## Task prompt
Print all entries precisely as they are written.

----- Material provided

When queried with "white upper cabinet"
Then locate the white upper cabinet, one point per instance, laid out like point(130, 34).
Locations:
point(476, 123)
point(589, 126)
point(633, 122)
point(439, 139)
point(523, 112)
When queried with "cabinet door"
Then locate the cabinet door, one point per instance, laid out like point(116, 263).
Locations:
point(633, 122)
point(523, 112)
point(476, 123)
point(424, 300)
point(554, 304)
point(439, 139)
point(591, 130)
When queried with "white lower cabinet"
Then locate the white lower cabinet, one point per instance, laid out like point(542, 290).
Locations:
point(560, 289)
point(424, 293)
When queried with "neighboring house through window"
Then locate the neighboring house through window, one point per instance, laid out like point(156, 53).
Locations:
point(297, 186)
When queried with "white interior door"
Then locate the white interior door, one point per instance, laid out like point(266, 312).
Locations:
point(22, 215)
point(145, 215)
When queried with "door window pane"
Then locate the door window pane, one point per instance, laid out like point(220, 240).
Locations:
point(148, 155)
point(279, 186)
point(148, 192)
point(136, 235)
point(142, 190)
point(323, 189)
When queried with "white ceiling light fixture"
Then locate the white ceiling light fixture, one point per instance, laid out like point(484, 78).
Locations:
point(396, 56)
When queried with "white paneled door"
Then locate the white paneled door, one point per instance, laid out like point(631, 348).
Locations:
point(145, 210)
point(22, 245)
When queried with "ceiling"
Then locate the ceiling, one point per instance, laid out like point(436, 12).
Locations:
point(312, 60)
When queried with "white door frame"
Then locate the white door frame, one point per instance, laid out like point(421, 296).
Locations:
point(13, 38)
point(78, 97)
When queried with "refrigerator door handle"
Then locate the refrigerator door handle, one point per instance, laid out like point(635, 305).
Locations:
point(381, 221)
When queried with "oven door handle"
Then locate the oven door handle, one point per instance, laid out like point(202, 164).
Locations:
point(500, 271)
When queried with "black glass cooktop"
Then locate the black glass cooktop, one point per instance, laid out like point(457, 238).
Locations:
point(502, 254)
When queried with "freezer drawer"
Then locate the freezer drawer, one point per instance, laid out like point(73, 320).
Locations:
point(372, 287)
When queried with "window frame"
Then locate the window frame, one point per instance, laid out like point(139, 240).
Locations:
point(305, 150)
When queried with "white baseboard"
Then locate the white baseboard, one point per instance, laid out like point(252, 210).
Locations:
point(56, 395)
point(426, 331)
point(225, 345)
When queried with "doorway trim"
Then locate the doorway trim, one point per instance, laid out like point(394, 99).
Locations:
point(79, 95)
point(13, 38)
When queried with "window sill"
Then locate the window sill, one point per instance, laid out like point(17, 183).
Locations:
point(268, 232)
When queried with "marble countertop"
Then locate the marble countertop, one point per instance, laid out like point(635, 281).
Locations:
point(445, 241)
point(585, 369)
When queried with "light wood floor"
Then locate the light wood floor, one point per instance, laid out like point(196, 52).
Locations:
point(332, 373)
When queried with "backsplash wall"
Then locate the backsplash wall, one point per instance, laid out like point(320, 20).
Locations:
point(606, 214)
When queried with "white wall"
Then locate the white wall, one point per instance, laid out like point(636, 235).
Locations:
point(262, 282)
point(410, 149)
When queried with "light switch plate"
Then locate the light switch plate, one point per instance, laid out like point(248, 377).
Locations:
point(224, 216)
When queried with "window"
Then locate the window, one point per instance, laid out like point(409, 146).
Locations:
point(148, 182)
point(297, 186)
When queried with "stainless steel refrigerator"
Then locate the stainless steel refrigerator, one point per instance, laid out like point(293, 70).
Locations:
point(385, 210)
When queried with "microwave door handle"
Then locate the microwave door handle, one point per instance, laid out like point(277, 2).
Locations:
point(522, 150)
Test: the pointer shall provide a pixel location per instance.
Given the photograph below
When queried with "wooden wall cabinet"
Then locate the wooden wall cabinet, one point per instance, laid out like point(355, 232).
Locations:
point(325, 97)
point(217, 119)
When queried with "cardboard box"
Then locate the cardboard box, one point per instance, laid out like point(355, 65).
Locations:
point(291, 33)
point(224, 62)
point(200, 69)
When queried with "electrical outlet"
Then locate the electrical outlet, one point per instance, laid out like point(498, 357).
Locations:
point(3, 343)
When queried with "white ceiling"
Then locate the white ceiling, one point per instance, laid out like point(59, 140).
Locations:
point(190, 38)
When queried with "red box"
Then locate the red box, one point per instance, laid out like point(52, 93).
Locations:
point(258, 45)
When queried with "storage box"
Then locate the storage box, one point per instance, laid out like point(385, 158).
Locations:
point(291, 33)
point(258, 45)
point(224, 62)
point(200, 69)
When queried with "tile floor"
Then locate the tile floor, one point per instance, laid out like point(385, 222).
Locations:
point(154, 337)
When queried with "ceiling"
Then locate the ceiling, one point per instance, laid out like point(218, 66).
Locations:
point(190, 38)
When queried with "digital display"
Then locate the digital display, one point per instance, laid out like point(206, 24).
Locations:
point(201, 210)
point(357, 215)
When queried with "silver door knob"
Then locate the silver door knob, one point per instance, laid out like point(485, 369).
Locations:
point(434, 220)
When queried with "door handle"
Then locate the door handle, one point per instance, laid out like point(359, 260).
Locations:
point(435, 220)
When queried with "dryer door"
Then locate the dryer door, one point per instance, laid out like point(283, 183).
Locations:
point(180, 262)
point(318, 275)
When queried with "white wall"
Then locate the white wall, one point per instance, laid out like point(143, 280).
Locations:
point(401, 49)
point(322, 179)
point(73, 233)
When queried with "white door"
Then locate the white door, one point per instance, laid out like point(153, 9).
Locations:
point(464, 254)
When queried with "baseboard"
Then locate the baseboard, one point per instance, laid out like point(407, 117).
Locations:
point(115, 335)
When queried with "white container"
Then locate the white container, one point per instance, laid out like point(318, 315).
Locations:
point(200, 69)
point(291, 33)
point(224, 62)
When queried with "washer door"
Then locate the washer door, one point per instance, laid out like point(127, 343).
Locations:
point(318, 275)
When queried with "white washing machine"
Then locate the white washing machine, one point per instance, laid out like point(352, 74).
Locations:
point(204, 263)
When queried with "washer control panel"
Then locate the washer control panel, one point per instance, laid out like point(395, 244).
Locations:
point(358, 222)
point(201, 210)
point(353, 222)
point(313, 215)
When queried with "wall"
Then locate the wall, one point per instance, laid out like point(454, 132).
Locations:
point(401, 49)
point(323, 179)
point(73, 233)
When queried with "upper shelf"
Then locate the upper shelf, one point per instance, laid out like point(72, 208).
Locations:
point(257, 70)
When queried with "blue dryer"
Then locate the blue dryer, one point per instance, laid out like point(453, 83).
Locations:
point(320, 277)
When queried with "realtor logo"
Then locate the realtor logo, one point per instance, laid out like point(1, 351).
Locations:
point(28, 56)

----------

## Written answer
When queried with "white upper cabinet"
Then locate the white upper cabinet, one point per instance, laid out like point(130, 34).
Locations:
point(476, 123)
point(589, 126)
point(633, 122)
point(439, 139)
point(523, 112)
When queried with "cabinet door"
Then locate the cabinet door, one point per instance, laid out like point(116, 263).
Locations:
point(633, 122)
point(523, 112)
point(476, 123)
point(424, 300)
point(554, 304)
point(439, 139)
point(591, 130)
When queried with "white lower cabinet"
Then locate the white lower cabinet, one point per instance, laid out like point(542, 290).
Locations:
point(560, 289)
point(424, 293)
When queried with "neighboring house through window"
Then locate the neighboring house through window, one point per instance, laid out like point(156, 53).
Locations:
point(297, 186)
When queried with "white interior door"
Then locate the white interior door, one point per instance, laid out like point(266, 312).
Locations:
point(22, 215)
point(145, 215)
When queried with "door window pane"
Then locate the door window pane, one point per instance, laid out like point(220, 240).
Locations:
point(148, 155)
point(279, 186)
point(148, 192)
point(136, 235)
point(142, 190)
point(323, 189)
When queried with "white ceiling light fixture"
Then locate the white ceiling light fixture, one point per instance, laid out like point(484, 78).
Locations:
point(396, 56)
When queried with "white paneled door"
Then locate the white paneled door, one point per instance, laid out like point(631, 348).
Locations:
point(145, 210)
point(22, 245)
When queried with "ceiling"
Then locate the ceiling, one point per instance, laid out like point(436, 12).
Locations:
point(312, 60)
When queried with "white door frame"
Then locate the white door frame, one point per instance, laid out like point(421, 296).
Locations:
point(13, 38)
point(78, 97)
When queried with "refrigerator door handle"
Then locate the refrigerator door handle, one point per instance, laid out like point(635, 305).
Locations:
point(381, 221)
When queried with "oven door handle"
Then locate the oven door handle, one point per instance, laid out like point(202, 164).
Locations:
point(500, 271)
When queried with "black glass cooktop"
Then locate the black glass cooktop, one point per instance, laid out like point(457, 238).
Locations:
point(502, 254)
When queried with "freezer drawer"
Then locate the freezer drawer, one point per instance, laid out like point(73, 320).
Locations:
point(372, 287)
When queried with "window frame"
Then locate the window frame, one point per instance, laid out like point(139, 240).
Locations:
point(305, 150)
When queried with "white baseboard"
Then locate the white baseboard, one point per instance, laid out like point(252, 210).
Locations:
point(56, 395)
point(426, 331)
point(225, 345)
When queried with "doorway trim"
Then locate the doorway trim, one point per instance, laid out like point(394, 99).
Locations:
point(79, 95)
point(13, 38)
When queried with "window sill"
Then locate the window sill, one point per instance, laid out like point(17, 183).
Locations:
point(268, 232)
When queried with "marble countertop"
Then locate the marble countertop, one point per instance, laid out like point(635, 281).
Locations:
point(445, 241)
point(585, 369)
When queried with "light wood floor"
Then locate the light wood floor, one point per instance, laid out like point(196, 52).
Locations:
point(332, 373)
When queried with "backsplash wall"
Then locate the backsplash wall, one point per instance, laid out like point(320, 20).
Locations:
point(606, 214)
When queried with "white wall"
Then locate the white wall, one point per instance, laid out like point(636, 235).
Locations:
point(262, 282)
point(410, 149)
When queried with "light switch plate"
Then locate the light switch plate, one point per instance, laid out like point(248, 377).
Locations:
point(224, 216)
When queried with "window"
Then locate the window, one point per instance, laid out like point(409, 146).
Locations:
point(148, 182)
point(297, 186)
When queried with "stainless steel refrigerator"
Then locate the stainless steel refrigerator, one point per instance, laid out like point(293, 70).
Locations:
point(385, 210)
When queried with "microwave door handle"
Then locate the microwave door handle, one point per instance, laid out like point(277, 2).
Locations:
point(522, 150)
Test: the pointer shall provide a pixel location per instance.
Given the photograph below
When queried with "wooden wall cabinet"
Then locate the wooden wall cabinet, one point per instance, laid out like point(355, 232).
Locations:
point(325, 97)
point(217, 119)
When queried with "cardboard box"
Then locate the cardboard box, one point per instance, laid out like point(355, 65).
Locations:
point(291, 33)
point(224, 62)
point(200, 69)
When queried with "electrical outlet"
Then locate the electrical outlet, one point per instance, laid out like point(498, 357).
Locations:
point(3, 343)
When queried with "white ceiling"
Then locate the white ceiling, one point per instance, laid out like point(59, 140).
Locations:
point(190, 38)
When queried with "red box"
Then locate the red box, one point per instance, laid out like point(52, 93).
Locations:
point(258, 45)
When queried with "storage box"
Then locate the storage box, one point per instance, laid out like point(385, 158).
Locations:
point(291, 33)
point(258, 45)
point(224, 62)
point(200, 69)
When queried with "tile floor"
Then locate the tile floor, one point per instance, laid out like point(385, 222).
Locations:
point(154, 337)
When queried with "ceiling"
Then locate the ceiling, one point per instance, laid out like point(218, 66).
Locations:
point(190, 38)
When queried with "digital display"
Then locate the digital display, one point per instance, laid out like point(206, 24).
Locations:
point(201, 210)
point(357, 215)
When queried with "silver door knob"
Then locate the silver door knob, one point per instance, laid out like point(485, 369).
Locations:
point(434, 220)
When queried with "door handle"
Then locate the door handle, one point per instance, laid out like point(359, 260).
Locations:
point(435, 220)
When queried with "dryer door"
Then locate the dryer door, one point per instance, laid out like point(283, 183).
Locations:
point(180, 262)
point(318, 275)
When queried with "white wall"
Then locate the white wall, one point per instance, laid out like point(143, 280).
Locations:
point(401, 49)
point(322, 179)
point(73, 233)
When queried with "white door"
Then locate the white door, one point per instance, laid out like point(153, 9).
Locations:
point(464, 254)
When queried with "baseboard"
Then locate the baseboard, one point per instance, laid out like point(407, 117).
Locations:
point(115, 335)
When queried with "white container"
Then locate the white container, one point per instance, laid out like point(318, 315).
Locations:
point(200, 69)
point(291, 33)
point(224, 62)
When queried with "washer door"
Then locate the washer door, one point per instance, laid out like point(127, 343).
Locations:
point(318, 275)
When queried with "white washing machine"
Then locate the white washing machine, one point per instance, laid out like point(352, 74).
Locations:
point(204, 263)
When queried with "washer control panel"
Then locate the washer control panel, one point per instance, laid out like point(395, 244).
Locations:
point(358, 222)
point(201, 210)
point(353, 222)
point(313, 215)
When queried with "wall"
Then locate the wall, one point per instance, laid out like point(454, 132).
Locations:
point(401, 49)
point(323, 179)
point(73, 233)
When queried with "upper shelf"
Then locate the upper shelf, one point per instance, laid out like point(72, 208).
Locations:
point(257, 70)
When queried with "blue dryer"
Then locate the blue dryer, one point per instance, laid out like point(453, 83).
Locations:
point(320, 277)
When queried with "realtor logo"
Then locate the realtor logo, one point per instance, laid out like point(1, 351).
Locations:
point(28, 56)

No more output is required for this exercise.